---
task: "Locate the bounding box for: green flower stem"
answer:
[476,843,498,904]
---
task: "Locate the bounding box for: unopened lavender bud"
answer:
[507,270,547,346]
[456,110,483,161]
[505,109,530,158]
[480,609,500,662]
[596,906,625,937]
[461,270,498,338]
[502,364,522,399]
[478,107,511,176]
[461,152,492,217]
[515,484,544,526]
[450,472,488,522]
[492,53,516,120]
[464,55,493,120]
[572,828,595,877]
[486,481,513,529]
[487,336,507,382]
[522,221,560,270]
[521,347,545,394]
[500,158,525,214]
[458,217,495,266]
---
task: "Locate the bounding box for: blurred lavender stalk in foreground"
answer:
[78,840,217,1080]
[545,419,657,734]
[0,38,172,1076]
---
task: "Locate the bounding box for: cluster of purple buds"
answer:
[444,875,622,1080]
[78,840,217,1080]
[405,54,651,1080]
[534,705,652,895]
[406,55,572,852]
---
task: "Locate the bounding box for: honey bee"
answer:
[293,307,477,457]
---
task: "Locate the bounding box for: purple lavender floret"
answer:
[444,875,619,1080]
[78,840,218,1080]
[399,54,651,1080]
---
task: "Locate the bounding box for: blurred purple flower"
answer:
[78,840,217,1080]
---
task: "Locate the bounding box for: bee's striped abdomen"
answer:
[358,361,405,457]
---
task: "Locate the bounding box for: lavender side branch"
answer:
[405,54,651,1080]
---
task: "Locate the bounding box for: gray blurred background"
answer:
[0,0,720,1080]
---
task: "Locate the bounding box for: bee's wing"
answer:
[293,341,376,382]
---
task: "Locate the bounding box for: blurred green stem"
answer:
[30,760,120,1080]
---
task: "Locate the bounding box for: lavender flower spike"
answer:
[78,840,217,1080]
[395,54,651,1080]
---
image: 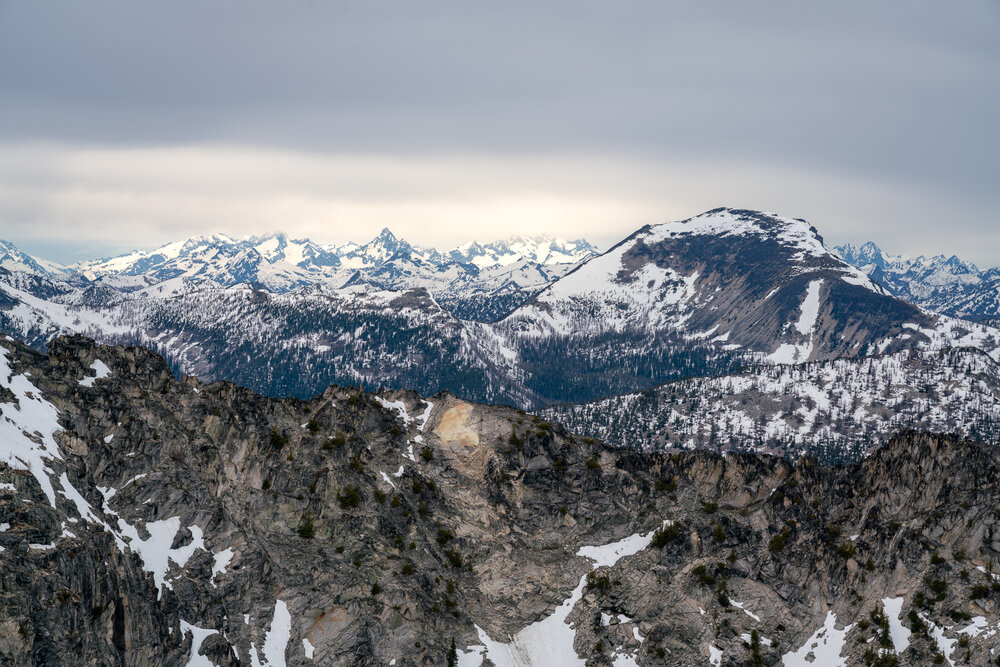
****************************************
**What you should do**
Copy the rows from the start through the line containing "[0,38,172,1076]", and substitute "Find" for each "Locate", leaving everything else unchanged.

**Worked solution**
---
task: "Find the bounding box for: green flower stem"
answer:
[476,843,498,904]
---
task: "Find the bounding box for: unopened lavender bud"
answer:
[507,270,547,346]
[456,110,483,161]
[505,109,530,158]
[480,609,500,662]
[596,906,625,937]
[461,270,498,338]
[502,364,522,399]
[478,107,511,176]
[461,152,492,217]
[515,484,544,526]
[450,472,488,522]
[492,53,516,120]
[464,55,493,120]
[572,828,595,877]
[486,481,513,529]
[487,336,507,382]
[522,221,560,270]
[521,347,545,394]
[500,158,525,214]
[458,217,495,266]
---
task: "Find the bounding box for: blurred lavender stalk in foreground"
answer:
[78,840,217,1080]
[545,419,657,734]
[0,38,172,1076]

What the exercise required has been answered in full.